DOCUMENTO DE ORIGEM
Acórdão nº 6067/09.9TBBRG-G.G1 de Tribunal da Relação de Guimarães, 27 de Janeiro de 2011

Magistrado ResponsávelHELENA MELO
Data da Resolução27 de Janeiro de 2011
EmissorTribunal da Relação de Guimarães

Processo 6067/09.TBBRG-G Tribunal de origem: Tribunal Judicial de Braga Relatora: Helena Gomes de Melo 1º Adjunto: Juiz Desembargador Amílcar Andrade 2º Adjunto: Juiz Desembargador António Ribeiro Acordam os juízes da 1ª Secção Cível deste Tribunal da Relação: R. veio requerer a sua apresentação à insolvência, alegando, em síntese, que durante mais de 6 anos exerceu as funções de gerente da sociedade comercial por quotas que girava sob a denominação J., Limitada e era essencialmente com os rendimentos que recebia como sócio e gerente dessa sociedade que fazia face aos encargos da vida familiar.

A J.,Lda. entrou em derrapagem financeira, tendo acabado por se apresentar à insolvência, a qual foi decretada.

No desempenho da referida actividade comercial o requerente e o outro gerente da empresa, José quiseram pagar e cumprir e viram-se obrigados a avalizar letras, contas caucionadas, livranças subscritas e/ou aceites pela sociedade de que ambos eram gerentes, bem como a contrair empréstimos em nome individual, injectando, posteriormente o dinheiro na empresa.

O montante do passivo da sua responsabilidade ultrapassa os 580.000,00. O requerente não dispõe de património nem de rendimentos que possam garantir a satisfação do passivo, pois possui apenas um imóvel que está onerado com uma hipoteca.

Está à procura de trabalho como vendedor.

Requer que seja decretada a sua insolvência e que seja proferido despacho declarando a exoneração do passivo restante do requerente, considerando-se cedido ao fiduciário que venha a ser designado e durante os cinco anos subsequentes ao encerramento deste processo, todo o rendimento disponível que o mesmo venha a auferir, com exclusão de dois terços do salário por ele auferido.

Por sentença de 22 de Setembro de 2009 foi decretada a insolvência do requerente.

Foi proferida decisão, indeferindo liminarmente o pedido de exoneração do passivo restante.

Dessa decisão o requerente interpôs recurso, tendo por acórdão de 2 de Março de 2010 sido declarada a nulidade da decisão com base no disposto na alínea b) do artº 668º do CPC.

Registos de marcação de localização
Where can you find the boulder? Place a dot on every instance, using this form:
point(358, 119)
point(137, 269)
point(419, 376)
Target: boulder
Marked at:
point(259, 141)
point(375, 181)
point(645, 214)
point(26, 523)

--

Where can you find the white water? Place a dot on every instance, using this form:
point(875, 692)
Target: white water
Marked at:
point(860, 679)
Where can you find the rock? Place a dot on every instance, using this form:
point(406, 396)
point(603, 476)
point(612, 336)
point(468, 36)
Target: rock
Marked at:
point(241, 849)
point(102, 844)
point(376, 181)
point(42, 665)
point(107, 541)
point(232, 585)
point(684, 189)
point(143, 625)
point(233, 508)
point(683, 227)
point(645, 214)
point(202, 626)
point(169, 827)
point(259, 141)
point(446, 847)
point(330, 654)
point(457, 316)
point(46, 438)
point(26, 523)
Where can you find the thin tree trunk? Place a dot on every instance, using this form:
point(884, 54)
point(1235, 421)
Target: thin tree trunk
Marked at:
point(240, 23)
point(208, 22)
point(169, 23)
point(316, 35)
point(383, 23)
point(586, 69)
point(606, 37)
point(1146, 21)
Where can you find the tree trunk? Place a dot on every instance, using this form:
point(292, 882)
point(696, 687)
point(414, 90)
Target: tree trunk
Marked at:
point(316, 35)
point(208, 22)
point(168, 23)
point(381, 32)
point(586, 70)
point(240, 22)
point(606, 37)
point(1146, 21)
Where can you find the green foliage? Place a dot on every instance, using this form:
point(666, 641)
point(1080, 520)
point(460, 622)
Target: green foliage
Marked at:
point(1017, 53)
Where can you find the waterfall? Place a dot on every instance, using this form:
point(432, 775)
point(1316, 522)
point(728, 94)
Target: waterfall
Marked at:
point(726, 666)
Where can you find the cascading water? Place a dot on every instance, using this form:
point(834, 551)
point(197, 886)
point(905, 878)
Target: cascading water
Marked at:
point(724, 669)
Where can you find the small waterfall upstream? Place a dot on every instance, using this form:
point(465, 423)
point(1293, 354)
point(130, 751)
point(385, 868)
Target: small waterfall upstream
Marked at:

DESCRIÇÃO DA TAREFA
Reescreva de forma mais concisa o parágrafo do acórdão que começa por «No desempenho da referida actividade comercial», conservando os seus factos principais.

RESPOSTA CORRETA
No exercício da actividade comercial, o requerente e José, o outro gerente da sociedade, quiseram pagar e cumprir e tiveram de avalizar letras, contas caucionadas e livranças subscritas e/ou aceites pela sociedade. Tiveram ainda de contrair empréstimos em nome individual, cujo dinheiro injectaram depois na empresa.